** begin Given data **

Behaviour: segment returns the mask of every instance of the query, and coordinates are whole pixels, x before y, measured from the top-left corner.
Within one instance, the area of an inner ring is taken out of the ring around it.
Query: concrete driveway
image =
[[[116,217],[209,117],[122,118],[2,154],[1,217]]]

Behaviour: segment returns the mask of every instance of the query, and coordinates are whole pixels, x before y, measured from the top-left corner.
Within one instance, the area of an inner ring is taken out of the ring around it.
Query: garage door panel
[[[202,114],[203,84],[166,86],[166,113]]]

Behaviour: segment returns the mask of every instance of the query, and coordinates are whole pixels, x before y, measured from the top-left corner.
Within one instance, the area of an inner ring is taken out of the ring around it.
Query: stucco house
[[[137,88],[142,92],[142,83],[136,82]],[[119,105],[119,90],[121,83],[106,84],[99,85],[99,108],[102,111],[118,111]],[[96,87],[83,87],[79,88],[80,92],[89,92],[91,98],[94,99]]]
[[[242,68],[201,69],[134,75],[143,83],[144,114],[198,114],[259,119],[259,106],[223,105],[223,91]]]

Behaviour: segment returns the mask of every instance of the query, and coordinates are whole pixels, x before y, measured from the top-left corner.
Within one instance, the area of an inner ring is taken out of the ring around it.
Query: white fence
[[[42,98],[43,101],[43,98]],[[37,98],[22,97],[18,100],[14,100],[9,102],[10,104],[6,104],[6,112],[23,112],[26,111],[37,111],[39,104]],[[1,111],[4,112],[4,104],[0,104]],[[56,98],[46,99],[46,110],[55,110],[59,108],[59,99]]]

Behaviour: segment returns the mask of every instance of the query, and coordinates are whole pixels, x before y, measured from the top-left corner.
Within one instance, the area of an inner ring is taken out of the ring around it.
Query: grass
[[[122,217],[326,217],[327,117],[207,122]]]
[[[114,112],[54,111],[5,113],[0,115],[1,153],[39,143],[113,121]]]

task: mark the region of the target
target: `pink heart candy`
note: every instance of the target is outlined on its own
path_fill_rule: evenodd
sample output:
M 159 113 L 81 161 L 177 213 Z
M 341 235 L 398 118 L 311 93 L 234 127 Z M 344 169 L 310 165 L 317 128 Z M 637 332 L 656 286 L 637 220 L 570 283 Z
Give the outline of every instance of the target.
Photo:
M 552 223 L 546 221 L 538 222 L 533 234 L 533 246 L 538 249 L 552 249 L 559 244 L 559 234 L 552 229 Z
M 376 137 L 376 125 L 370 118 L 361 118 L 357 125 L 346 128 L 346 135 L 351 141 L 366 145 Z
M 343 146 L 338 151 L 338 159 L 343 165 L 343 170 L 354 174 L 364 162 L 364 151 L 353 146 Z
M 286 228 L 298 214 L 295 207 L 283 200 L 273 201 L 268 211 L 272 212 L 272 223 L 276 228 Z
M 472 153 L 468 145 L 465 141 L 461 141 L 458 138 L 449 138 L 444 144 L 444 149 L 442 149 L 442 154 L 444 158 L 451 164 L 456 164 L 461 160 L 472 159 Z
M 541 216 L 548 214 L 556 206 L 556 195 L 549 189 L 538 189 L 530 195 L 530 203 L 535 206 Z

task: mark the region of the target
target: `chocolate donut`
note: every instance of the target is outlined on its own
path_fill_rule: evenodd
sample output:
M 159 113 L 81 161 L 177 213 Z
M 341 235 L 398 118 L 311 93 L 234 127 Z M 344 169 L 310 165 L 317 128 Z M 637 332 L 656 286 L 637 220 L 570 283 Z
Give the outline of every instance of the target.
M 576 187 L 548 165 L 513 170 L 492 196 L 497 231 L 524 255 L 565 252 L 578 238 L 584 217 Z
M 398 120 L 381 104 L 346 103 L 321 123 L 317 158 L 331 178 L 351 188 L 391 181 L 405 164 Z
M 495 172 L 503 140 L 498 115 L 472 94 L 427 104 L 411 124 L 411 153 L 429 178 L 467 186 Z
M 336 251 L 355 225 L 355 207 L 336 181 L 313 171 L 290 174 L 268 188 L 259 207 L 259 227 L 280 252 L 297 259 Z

** end Given data **

- _Exercise instructions_
Reproduce every line of the records above, changing nothing.

- _Reply_
Behaviour: segment returns the mask of every instance of the query, and coordinates are whole pixels, x before y, measured from the top-left corner.
Within one instance, the area of an inner ring is taken out of the ring around it.
Query: concrete driveway
image =
[[[116,217],[209,117],[122,118],[2,154],[1,217]]]

Behaviour: segment returns the mask of every instance of the query, and coordinates are whole pixels, x before y, measured from the top-left corner.
Within one instance, the area of an inner ring is taken out of the ring around it.
Query: garage door panel
[[[202,114],[203,84],[166,86],[166,113]]]

Behaviour: segment returns the mask of every instance of the query, and coordinates are whole pixels, x before y, measured from the top-left corner.
Within one instance, the area of an inner ring is taken out of the ring around it.
Query: stucco house
[[[137,88],[142,92],[142,83],[136,82]],[[119,105],[119,90],[121,83],[106,84],[99,85],[99,108],[102,111],[118,111]],[[96,87],[83,87],[79,88],[80,92],[89,92],[91,98],[94,99]]]
[[[242,68],[201,69],[134,75],[143,83],[144,114],[198,114],[259,119],[259,106],[223,105],[223,91]]]

Behaviour: segment returns the mask of every instance of the query, and coordinates are whole pixels, x before y, measured from the top-left corner.
Within one instance, the area of an inner ring is taken out of the ring around it.
Query: white fence
[[[42,98],[43,101],[43,98]],[[37,98],[22,97],[18,100],[14,100],[9,102],[10,104],[6,104],[6,112],[23,112],[26,111],[37,111],[39,104]],[[1,111],[4,112],[4,104],[0,104]],[[56,98],[46,99],[46,110],[55,110],[59,108],[59,99]]]

Behaviour: segment returns the mask of every instance of the query, and coordinates are whole pixels, x before y, measured from the top-left corner.
Within one instance, the area of an inner ring is taken out of the ring around it.
Query: grass
[[[122,217],[326,217],[327,117],[207,122]]]
[[[114,112],[54,111],[5,113],[0,115],[1,153],[39,143],[113,121]]]

task: mark the region of the target
target: `pink heart candy`
note: every instance of the target is outlined on its own
path_fill_rule: evenodd
sample output:
M 159 113 L 81 161 L 177 213 Z
M 341 235 L 398 118 L 311 93 L 234 127 Z M 344 169 L 310 165 L 317 128 Z M 637 332 L 656 286 L 637 220 L 570 283 Z
Give the outline of every instance of the target.
Photo:
M 552 223 L 546 221 L 538 222 L 533 234 L 533 246 L 538 249 L 552 249 L 559 244 L 559 234 L 552 229 Z
M 376 137 L 376 125 L 370 118 L 361 118 L 357 125 L 346 128 L 346 135 L 351 141 L 366 145 Z
M 343 146 L 338 151 L 338 159 L 343 165 L 343 170 L 354 174 L 364 162 L 364 151 L 353 146 Z
M 286 228 L 298 214 L 295 207 L 283 200 L 273 201 L 268 211 L 272 212 L 272 223 L 276 228 Z
M 472 153 L 468 145 L 465 141 L 461 141 L 458 138 L 449 138 L 444 144 L 444 149 L 442 149 L 442 154 L 444 158 L 451 164 L 456 164 L 461 160 L 472 159 Z
M 541 216 L 548 214 L 556 206 L 556 195 L 549 189 L 538 189 L 530 195 L 530 203 L 535 206 Z

task: mark the region of the target
target: `chocolate donut`
note: every instance of the target is outlined on its own
path_fill_rule: evenodd
sample output:
M 159 113 L 81 161 L 177 213 Z
M 341 235 L 398 118 L 311 93 L 234 127 Z M 344 169 L 310 165 L 317 128 Z M 637 332 L 656 286 L 637 220 L 570 283 Z
Give the outline of every instance of the target.
M 576 187 L 548 165 L 513 170 L 492 196 L 497 231 L 524 255 L 565 252 L 578 238 L 584 217 Z
M 398 120 L 381 104 L 346 103 L 321 123 L 317 158 L 331 178 L 351 188 L 391 181 L 405 164 Z
M 495 172 L 503 140 L 498 115 L 472 94 L 427 104 L 411 124 L 411 153 L 429 178 L 467 186 Z
M 336 251 L 355 225 L 355 207 L 336 181 L 313 171 L 290 174 L 268 188 L 259 207 L 259 227 L 280 252 L 297 259 Z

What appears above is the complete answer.